Exercise requirements:
Print all of the data exactly, but drop the pictures.

::::

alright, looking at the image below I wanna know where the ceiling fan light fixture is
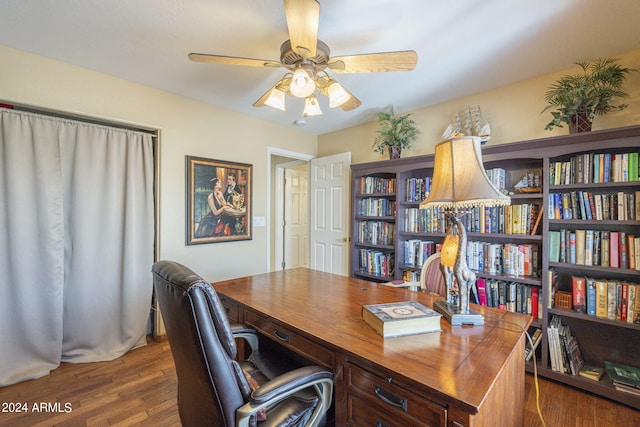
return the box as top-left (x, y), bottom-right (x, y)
top-left (303, 95), bottom-right (322, 117)
top-left (327, 81), bottom-right (350, 108)
top-left (290, 67), bottom-right (316, 98)
top-left (264, 87), bottom-right (287, 111)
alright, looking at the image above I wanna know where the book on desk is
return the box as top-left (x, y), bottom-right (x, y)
top-left (362, 301), bottom-right (442, 338)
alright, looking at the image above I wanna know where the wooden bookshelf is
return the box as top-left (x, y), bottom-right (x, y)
top-left (350, 125), bottom-right (640, 408)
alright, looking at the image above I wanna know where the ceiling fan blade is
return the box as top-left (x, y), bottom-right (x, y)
top-left (339, 90), bottom-right (361, 111)
top-left (328, 51), bottom-right (418, 73)
top-left (284, 0), bottom-right (320, 58)
top-left (189, 53), bottom-right (281, 68)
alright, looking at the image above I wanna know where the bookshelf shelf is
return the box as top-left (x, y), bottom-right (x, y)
top-left (548, 262), bottom-right (640, 276)
top-left (549, 219), bottom-right (638, 226)
top-left (550, 181), bottom-right (639, 191)
top-left (354, 215), bottom-right (396, 221)
top-left (474, 271), bottom-right (542, 286)
top-left (351, 125), bottom-right (640, 408)
top-left (548, 308), bottom-right (640, 331)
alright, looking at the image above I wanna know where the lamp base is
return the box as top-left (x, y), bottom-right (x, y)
top-left (433, 300), bottom-right (484, 326)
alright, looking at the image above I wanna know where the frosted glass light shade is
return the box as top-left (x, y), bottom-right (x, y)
top-left (290, 68), bottom-right (316, 98)
top-left (264, 88), bottom-right (286, 111)
top-left (420, 136), bottom-right (510, 209)
top-left (328, 81), bottom-right (350, 107)
top-left (303, 95), bottom-right (322, 116)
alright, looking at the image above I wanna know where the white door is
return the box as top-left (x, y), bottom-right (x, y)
top-left (283, 166), bottom-right (309, 269)
top-left (310, 152), bottom-right (351, 276)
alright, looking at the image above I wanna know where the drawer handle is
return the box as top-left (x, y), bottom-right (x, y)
top-left (375, 420), bottom-right (391, 427)
top-left (374, 385), bottom-right (407, 411)
top-left (273, 329), bottom-right (290, 343)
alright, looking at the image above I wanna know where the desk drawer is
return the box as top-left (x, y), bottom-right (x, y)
top-left (219, 297), bottom-right (239, 323)
top-left (347, 363), bottom-right (446, 426)
top-left (244, 310), bottom-right (335, 369)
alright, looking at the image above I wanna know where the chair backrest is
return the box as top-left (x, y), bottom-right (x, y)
top-left (152, 260), bottom-right (250, 427)
top-left (420, 252), bottom-right (447, 296)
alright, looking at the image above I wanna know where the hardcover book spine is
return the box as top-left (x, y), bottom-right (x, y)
top-left (477, 279), bottom-right (487, 306)
top-left (610, 232), bottom-right (620, 268)
top-left (575, 229), bottom-right (586, 265)
top-left (531, 287), bottom-right (539, 319)
top-left (607, 281), bottom-right (618, 320)
top-left (586, 277), bottom-right (596, 317)
top-left (572, 276), bottom-right (586, 314)
top-left (621, 283), bottom-right (629, 322)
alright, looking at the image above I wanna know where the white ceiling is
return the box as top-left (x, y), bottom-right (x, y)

::::

Your solution:
alright, looking at the image below I wanna know where the ceiling fan light fixture is
return the box as top-left (x, y), bottom-right (x, y)
top-left (303, 95), bottom-right (322, 117)
top-left (327, 81), bottom-right (350, 108)
top-left (290, 67), bottom-right (316, 98)
top-left (264, 87), bottom-right (287, 111)
alright, looking at the image above I wanna know where the book on desk is
return the box as top-left (x, y), bottom-right (x, y)
top-left (362, 301), bottom-right (442, 338)
alright, looking at the image above I wanna know where the wooden bookshelf is
return the box as top-left (x, y), bottom-right (x, y)
top-left (350, 125), bottom-right (640, 408)
alright, looking at the image above I wanna know where the ceiling fan blade is
return the box as top-left (x, y), bottom-right (x, y)
top-left (339, 90), bottom-right (361, 111)
top-left (328, 51), bottom-right (418, 73)
top-left (284, 0), bottom-right (320, 58)
top-left (189, 53), bottom-right (281, 68)
alright, looking at the image above I wanna know where the bookshelf shelf is
return the box as top-left (x, y), bottom-right (x, y)
top-left (548, 262), bottom-right (640, 276)
top-left (549, 219), bottom-right (638, 226)
top-left (550, 181), bottom-right (639, 191)
top-left (354, 215), bottom-right (396, 221)
top-left (474, 271), bottom-right (542, 286)
top-left (351, 125), bottom-right (640, 408)
top-left (548, 308), bottom-right (640, 331)
alright, looking at the image above I wanna know where the lamp base is
return the box as top-left (x, y), bottom-right (x, y)
top-left (433, 300), bottom-right (484, 326)
alright, looking at the image above I wanna know where the frosted glass light shade is
return the box as top-left (x, y), bottom-right (x, y)
top-left (290, 68), bottom-right (316, 98)
top-left (264, 88), bottom-right (286, 111)
top-left (420, 136), bottom-right (510, 209)
top-left (328, 81), bottom-right (350, 107)
top-left (303, 95), bottom-right (322, 116)
alright, looking at the image above I wanna know where the white door is
return the box as top-left (x, y), bottom-right (x, y)
top-left (283, 166), bottom-right (309, 269)
top-left (310, 152), bottom-right (351, 276)
alright, looking at the image above I wanna know where the drawer handle is
return the box as top-left (x, y), bottom-right (x, y)
top-left (375, 420), bottom-right (391, 427)
top-left (374, 385), bottom-right (407, 411)
top-left (273, 329), bottom-right (290, 343)
alright, looking at the image above I wanna know where the desk drawer is
return the box as top-left (x, y), bottom-right (x, y)
top-left (219, 297), bottom-right (239, 323)
top-left (347, 363), bottom-right (446, 426)
top-left (244, 310), bottom-right (335, 369)
alright, looking at the image above I wanna know where the chair backrest is
return the box as top-left (x, y), bottom-right (x, y)
top-left (152, 260), bottom-right (250, 427)
top-left (420, 252), bottom-right (447, 296)
alright, looking at the image above I wanna know where the hardcover book spine is
return the box as top-left (x, y), bottom-right (x, y)
top-left (477, 279), bottom-right (487, 306)
top-left (610, 232), bottom-right (620, 268)
top-left (575, 229), bottom-right (586, 265)
top-left (531, 287), bottom-right (539, 319)
top-left (607, 281), bottom-right (618, 320)
top-left (586, 277), bottom-right (596, 317)
top-left (572, 276), bottom-right (586, 314)
top-left (621, 283), bottom-right (629, 322)
alright, looking at the image above I wanna know where the white ceiling is
return the box as top-left (x, y), bottom-right (x, y)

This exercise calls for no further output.